> [Excerpted text]
───

Obituary


Flying Officer D. F. H. Biggane, D.F.C., R.A.F.V.R.

Killed in action over Germany, December, 1942

IT is far from easy to pay an adequate tribute to the memory of Denny Biggane in a short space. He was a most interesting, rather complex, and lovable character, and to enlarge upon his many fine points would take up more space than I may claim. Of one thing let us be clear at the outset: the 1941 Climbers’ Club Journal says that: "In the spring of this year there was a great renaissance in Welsh climbing, chiefly caused by the activities of the C.U.M.C." Denny was one of the people most concerned with that renaissance.

He was a true man of the rocks, for they, and the Welsh rocks especially, were his happy hunting ground. He was a great stylist, and to watch him moving gracefully, carefully and with the minimum of effort up such a slab as that of Mickledore Grooves was an experience never to be forgotten. The "wide open faces " were his delight, and upon them his technique of delicacy and nicety of balance came into its own and he excelled. In chimneys and cracks he was never so comfortable. He did not enjoy to the same extent, the cruder methods for which they called, but in such places he could always be relied upon for a humorous time.

He was indeed a curious mixture of efficiency on the rocks and haphazard lack of concern about his equipment. He would walk from Langdale to Scafell in his Sunday shoes; he seldom carried a rope, and when he did, he did not expect other people to trust it, so we took our own. He would do similar odd things in everyday life at Cambridge, and his eccentric ways led to the weaving of numerous comic tales about him, which only served to amuse him, and to make everyone like him the more. On one occasion he set off from Helyg to climb a route on Dinas Mot, for which crag, remote as it is from Helyg, he had such an affection that it became known as "Denny’s Mot ". He took with him an old envelope, on which he had scribbled what he could learn about the route, and an ancient, rusty and bent piton from the tool drawer in the hut, "just in case ". At the top of the first pitch the envelope blew away. A little later, the stone which had served as a piton hammer split in half and nearly dislodged the second man. Despite these mishaps they accomplished the climb successfully, but with some doubt as to the route taken. At first, such tales of apparent incompetence led to distrust and doubt, but one had only to climb with him to know that he was a first-rate leader upon whom one could always rely in any difficult situation.

───

> [Supplied information]
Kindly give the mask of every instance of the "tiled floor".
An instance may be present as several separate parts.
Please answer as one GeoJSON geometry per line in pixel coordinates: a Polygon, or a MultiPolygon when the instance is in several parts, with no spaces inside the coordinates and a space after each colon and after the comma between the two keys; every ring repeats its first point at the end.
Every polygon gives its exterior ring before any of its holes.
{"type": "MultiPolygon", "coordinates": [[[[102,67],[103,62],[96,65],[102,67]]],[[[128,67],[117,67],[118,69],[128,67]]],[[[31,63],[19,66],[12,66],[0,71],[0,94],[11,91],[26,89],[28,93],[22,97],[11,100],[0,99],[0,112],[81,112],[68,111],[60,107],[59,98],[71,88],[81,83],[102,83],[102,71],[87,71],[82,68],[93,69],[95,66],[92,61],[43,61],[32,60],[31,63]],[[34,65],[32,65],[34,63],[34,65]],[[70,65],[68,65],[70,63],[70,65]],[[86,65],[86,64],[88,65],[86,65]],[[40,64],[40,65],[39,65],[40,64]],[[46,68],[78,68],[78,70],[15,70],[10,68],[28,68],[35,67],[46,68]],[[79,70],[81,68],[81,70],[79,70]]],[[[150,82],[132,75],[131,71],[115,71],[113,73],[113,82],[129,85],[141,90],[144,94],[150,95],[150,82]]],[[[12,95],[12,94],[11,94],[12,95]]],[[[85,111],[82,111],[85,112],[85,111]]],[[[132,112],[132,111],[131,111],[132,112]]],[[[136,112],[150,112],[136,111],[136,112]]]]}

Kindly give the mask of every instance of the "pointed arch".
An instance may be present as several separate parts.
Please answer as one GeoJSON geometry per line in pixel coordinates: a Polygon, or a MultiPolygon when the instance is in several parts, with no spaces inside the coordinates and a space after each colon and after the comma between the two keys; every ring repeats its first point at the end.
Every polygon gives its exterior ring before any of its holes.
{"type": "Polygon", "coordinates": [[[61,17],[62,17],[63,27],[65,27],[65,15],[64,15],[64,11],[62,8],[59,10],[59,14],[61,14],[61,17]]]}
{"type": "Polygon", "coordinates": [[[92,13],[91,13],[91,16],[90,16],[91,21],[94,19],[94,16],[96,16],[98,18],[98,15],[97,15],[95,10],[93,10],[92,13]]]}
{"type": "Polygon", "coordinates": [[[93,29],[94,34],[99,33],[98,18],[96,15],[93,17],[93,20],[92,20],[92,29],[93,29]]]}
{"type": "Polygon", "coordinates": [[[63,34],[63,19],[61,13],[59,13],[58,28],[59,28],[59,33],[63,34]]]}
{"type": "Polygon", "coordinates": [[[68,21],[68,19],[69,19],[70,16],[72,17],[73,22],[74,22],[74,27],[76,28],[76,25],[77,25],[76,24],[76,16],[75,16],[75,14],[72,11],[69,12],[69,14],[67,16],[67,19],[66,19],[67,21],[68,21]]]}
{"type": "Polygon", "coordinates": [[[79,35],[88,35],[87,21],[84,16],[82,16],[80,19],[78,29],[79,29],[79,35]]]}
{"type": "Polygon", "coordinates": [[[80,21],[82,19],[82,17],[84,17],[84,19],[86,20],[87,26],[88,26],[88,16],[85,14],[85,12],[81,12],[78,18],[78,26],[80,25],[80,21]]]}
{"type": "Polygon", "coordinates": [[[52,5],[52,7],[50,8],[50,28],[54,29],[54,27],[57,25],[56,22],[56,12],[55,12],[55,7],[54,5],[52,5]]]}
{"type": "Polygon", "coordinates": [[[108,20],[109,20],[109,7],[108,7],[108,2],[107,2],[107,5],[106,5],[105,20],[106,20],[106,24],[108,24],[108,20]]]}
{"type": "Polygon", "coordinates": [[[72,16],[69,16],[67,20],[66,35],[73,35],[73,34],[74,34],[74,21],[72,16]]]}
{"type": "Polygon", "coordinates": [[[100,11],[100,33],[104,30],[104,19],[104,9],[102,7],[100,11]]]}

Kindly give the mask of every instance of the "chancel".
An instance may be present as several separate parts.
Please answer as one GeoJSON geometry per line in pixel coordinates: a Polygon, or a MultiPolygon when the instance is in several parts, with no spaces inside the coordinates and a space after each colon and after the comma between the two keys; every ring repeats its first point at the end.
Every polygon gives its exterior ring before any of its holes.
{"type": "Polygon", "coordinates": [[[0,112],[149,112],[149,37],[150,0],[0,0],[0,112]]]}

───

> [Exercise instructions]
• 1. Reproduce the passage of the Biggane obituary that begins with the words "He was a true" and ends with "a humorous time.".
• 2. Continue the obituary of Denny Biggane, picking up after its final sentence.

> [Outputs by task]
• 1.
He was a true man of the rocks, for they, and the Welsh rocks especially, were his happy hunting ground. He was a great stylist, and to watch him moving gracefully, carefully and with the minimum of effort up such a slab as that of Mickledore Grooves was an experience never to be forgotten. The "wide open faces " were his delight, and upon them his technique of delicacy and nicety of balance came into its own and he excelled. In chimneys and cracks he was never so comfortable. He did not enjoy to the same extent, the cruder methods for which they called, but in such places he could always be relied upon for a humorous time.

• 2.
His quiet and modest, but deep, courage was well displayed on those days when he could not find a companion. Then he would climb alone, and he amazed many of us by ascending in this way such climbs as the Munich climb on Tryfan, Asterisk on Gimmer Crag and the South-west on Pillar Rock, and by making serious attempts on such places as Grooved Wall on Pillar Rock and Lot’s Wife on Glyder Fach.

From Cambridge he went to the R.A.F., and his colleagues in Bomber Command evidently appreciated him as much as we did. He became very fond of flying, perhaps on account of its affinities with climbing, and his deeds in the air made some excellent stories. I remember well the great joy with which he told me of flying over the Alps to Italy in bright moonlight. His own supreme modesty and capacity for understatement left me to guess at the part which he himself had played in these operations, but his navigator, now a prisoner of war, has written to say that Denny was the bravest man he ever knew; and if we had thought, we might have known that he would be.

We have lost an incomparable climbing companion and a great friend. All who knew him in the C.U.M.C. will agree to this, and will join in an expression of sympathy with those who knew him better than we did, and have so lost more. This stanza by Geoffrey Winthrop Young, which was a favourite of Denny’s, seems an appropriate conclusion:

I have not lost the magic of long days;
I live them, dream them still.
Still am I master of the starry ways,
And freeman of the hill.
Shattered my glass, ere half the sands had run –
I hold the heights, I hold the heights I won.

C.F.R.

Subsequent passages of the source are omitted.